● Exercise instructions: The word "fortress" occurs in some lines of the listing. Copy those lines.

● Listed records:

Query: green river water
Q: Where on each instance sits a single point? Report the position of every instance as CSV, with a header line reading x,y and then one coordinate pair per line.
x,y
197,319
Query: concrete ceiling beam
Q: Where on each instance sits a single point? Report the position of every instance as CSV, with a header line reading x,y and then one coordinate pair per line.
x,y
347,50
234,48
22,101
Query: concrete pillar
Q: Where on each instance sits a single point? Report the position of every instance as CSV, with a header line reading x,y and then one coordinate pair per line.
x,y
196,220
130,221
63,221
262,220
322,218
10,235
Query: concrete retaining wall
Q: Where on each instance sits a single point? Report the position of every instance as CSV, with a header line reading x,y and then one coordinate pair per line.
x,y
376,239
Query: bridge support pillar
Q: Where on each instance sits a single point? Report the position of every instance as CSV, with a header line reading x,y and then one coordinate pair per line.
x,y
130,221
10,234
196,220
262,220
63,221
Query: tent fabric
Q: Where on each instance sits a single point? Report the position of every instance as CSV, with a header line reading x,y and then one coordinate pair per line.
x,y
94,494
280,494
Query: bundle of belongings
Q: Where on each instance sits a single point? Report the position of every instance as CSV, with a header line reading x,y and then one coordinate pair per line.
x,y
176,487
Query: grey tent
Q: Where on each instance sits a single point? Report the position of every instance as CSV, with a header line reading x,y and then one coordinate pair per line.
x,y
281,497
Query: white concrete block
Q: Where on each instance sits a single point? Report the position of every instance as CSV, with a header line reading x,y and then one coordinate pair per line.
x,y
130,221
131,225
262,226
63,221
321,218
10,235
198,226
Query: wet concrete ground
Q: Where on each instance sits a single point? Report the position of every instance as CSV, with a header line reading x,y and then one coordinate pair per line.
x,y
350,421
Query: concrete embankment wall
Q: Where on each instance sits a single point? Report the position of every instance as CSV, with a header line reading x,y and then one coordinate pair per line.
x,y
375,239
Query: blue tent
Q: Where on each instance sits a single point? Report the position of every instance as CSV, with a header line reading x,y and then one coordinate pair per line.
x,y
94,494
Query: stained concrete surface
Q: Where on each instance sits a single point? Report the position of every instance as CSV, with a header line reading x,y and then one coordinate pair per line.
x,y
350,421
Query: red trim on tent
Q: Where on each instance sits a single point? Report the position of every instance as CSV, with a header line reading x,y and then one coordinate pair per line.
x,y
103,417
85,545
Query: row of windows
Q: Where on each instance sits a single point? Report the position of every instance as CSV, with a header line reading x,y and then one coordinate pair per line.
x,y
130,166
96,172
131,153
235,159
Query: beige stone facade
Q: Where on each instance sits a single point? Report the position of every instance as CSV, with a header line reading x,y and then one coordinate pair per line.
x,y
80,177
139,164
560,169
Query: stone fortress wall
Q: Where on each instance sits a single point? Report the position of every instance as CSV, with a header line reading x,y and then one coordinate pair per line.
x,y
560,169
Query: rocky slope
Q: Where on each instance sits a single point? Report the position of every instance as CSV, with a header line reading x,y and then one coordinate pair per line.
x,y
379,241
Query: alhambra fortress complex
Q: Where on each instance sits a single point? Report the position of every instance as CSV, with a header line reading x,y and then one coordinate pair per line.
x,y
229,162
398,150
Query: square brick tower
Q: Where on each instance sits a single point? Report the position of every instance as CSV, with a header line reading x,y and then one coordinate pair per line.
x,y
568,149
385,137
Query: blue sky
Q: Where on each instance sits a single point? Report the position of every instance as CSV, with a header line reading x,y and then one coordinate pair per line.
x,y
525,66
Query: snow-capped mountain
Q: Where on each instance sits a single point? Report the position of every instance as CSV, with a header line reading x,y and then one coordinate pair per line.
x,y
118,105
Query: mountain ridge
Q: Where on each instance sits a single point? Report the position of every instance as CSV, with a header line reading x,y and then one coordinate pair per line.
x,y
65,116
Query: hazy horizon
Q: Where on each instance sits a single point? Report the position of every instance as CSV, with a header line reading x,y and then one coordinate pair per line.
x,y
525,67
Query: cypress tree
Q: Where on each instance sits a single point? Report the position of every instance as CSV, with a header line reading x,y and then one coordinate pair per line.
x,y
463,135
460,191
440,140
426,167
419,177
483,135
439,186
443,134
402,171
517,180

● Result of the exercise:
Query: stone fortress wall
Query: alhambra fortress complex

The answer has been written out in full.